**EXERCISE GOAL**:
Convert the listing below into a JSON array of strings, with one string for each line and blank lines omitted.

#### MATERIALS PROVIDED ####

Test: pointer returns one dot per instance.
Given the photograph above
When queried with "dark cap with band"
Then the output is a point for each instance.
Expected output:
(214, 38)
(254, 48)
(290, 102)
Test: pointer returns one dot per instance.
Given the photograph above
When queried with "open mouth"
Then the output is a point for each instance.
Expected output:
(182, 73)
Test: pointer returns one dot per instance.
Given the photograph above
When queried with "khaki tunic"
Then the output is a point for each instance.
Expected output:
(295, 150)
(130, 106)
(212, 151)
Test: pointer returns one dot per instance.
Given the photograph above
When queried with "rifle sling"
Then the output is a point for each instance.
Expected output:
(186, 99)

####

**SOLUTION**:
[
  "Test: pointer returns one dot per instance.",
  "Given the photograph above",
  "When queried with \"dark cap with band\"",
  "Then the output is a point for each instance.",
  "Expected output:",
  "(214, 38)",
  "(254, 48)",
  "(290, 102)",
  "Test: pointer returns one dot per instance.",
  "Given the photograph above",
  "When queried with \"open mouth\"",
  "Then the output is a point for each instance.",
  "Expected output:",
  "(182, 73)",
  "Test: pointer returns one dot per instance.",
  "Given the photograph above",
  "When queried with \"khaki tunic\"",
  "Then the output is a point for each instance.",
  "Expected output:",
  "(295, 150)",
  "(130, 106)",
  "(212, 151)",
  "Test: pointer returns one dot per instance.",
  "Given the photograph above",
  "When queried with \"rifle sling\"",
  "Then the output is a point for each instance.",
  "Expected output:",
  "(186, 99)"
]